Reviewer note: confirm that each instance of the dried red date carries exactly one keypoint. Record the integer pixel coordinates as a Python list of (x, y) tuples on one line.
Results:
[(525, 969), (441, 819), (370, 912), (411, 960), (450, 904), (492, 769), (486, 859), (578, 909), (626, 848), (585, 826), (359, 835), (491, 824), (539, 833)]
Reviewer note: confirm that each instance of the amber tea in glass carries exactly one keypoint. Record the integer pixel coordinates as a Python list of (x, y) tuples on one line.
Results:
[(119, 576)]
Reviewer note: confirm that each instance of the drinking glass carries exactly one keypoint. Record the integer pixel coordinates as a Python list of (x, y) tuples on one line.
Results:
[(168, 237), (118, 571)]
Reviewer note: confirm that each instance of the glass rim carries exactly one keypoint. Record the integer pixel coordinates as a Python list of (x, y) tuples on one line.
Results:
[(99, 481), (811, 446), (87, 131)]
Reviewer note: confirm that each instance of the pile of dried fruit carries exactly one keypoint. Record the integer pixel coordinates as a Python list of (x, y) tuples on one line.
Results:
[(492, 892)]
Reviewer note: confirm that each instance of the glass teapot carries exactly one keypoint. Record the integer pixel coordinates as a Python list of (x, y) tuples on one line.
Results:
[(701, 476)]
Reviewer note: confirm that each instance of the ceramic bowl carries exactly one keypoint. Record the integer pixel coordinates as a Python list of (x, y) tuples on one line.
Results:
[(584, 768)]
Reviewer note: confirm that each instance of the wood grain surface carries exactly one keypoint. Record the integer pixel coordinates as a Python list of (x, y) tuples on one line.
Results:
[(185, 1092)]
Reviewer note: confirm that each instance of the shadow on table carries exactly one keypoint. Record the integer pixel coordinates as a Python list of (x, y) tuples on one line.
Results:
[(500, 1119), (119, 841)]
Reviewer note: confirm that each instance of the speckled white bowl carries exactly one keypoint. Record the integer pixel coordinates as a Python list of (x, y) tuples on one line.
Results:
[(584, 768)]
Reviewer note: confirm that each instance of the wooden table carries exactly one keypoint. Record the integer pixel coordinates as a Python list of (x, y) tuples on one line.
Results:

#### [What to produce]
In the data above, change "Reviewer note" to "Auditor note" in the lines from the one containing "Reviewer note: confirm that each instance of the ceramic" up to and including the one containing "[(185, 1092)]". Reproduce only those lines, leaving everything else in them unaltered.

#### [Result of this task]
Auditor note: confirm that each instance of the ceramic bowl carries exactly one keypoint. Record the integer pixel coordinates as a Python list of (x, y) tuples on one line.
Results:
[(584, 768)]
Auditor note: confirm that each instance of the wood grain surface carries exactly one keypoint. Record the integer pixel coordinates as a Python list of (x, y) tuples on one line.
Results:
[(185, 1092)]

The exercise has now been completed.